__待处理问题__: 请将下方列表的每一行逐字照抄，不得增删或改动任何字符。

__记录信息__:
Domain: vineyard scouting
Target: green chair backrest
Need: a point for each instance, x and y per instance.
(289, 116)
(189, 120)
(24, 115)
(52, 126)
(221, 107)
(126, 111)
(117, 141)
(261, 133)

__最终答案__:
Domain: vineyard scouting
Target: green chair backrest
Need: a point for each instance, x and y per instance.
(289, 116)
(189, 120)
(24, 115)
(52, 126)
(221, 107)
(126, 111)
(117, 141)
(261, 133)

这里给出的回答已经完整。